WHAT TO WORK ON → Every record must be retyped exactly as it reads.

--- EXERCISE MATERIALS Enclosed Below ---

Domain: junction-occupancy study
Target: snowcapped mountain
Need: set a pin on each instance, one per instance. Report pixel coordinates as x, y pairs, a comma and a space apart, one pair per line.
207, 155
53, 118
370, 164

--- End of Enclosed EXERCISE MATERIALS ---

WRITTEN REPLY →
Domain: junction-occupancy study
Target: snowcapped mountain
Need: set a pin on each instance, one per instance. Report pixel coordinates as x, y pairs, a comma and a space apart, one pair per line.
207, 155
53, 118
370, 164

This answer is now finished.